### Goal
Update the rows below by replacing "rusty" with "corroded". Keep everything else the same.

### Entries from a point annotation set

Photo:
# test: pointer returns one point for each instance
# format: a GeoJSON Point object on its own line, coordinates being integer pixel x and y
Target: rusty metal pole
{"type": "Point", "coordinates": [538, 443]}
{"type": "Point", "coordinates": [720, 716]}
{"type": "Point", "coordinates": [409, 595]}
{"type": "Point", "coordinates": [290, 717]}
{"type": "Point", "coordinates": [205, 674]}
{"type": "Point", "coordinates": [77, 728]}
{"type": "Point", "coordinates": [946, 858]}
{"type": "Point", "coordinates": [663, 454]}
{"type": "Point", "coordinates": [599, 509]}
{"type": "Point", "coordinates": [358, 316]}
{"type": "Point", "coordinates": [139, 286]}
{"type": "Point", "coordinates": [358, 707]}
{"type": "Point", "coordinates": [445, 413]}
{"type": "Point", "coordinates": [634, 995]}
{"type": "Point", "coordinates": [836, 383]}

### Solution for this task
Photo:
# test: pointer returns one point for each instance
# format: a GeoJSON Point object on its own line, coordinates being integer pixel x and y
Target: corroded metal pole
{"type": "Point", "coordinates": [538, 443]}
{"type": "Point", "coordinates": [720, 716]}
{"type": "Point", "coordinates": [409, 595]}
{"type": "Point", "coordinates": [290, 717]}
{"type": "Point", "coordinates": [205, 674]}
{"type": "Point", "coordinates": [77, 728]}
{"type": "Point", "coordinates": [946, 858]}
{"type": "Point", "coordinates": [663, 454]}
{"type": "Point", "coordinates": [599, 509]}
{"type": "Point", "coordinates": [358, 316]}
{"type": "Point", "coordinates": [139, 286]}
{"type": "Point", "coordinates": [358, 707]}
{"type": "Point", "coordinates": [445, 413]}
{"type": "Point", "coordinates": [634, 995]}
{"type": "Point", "coordinates": [836, 383]}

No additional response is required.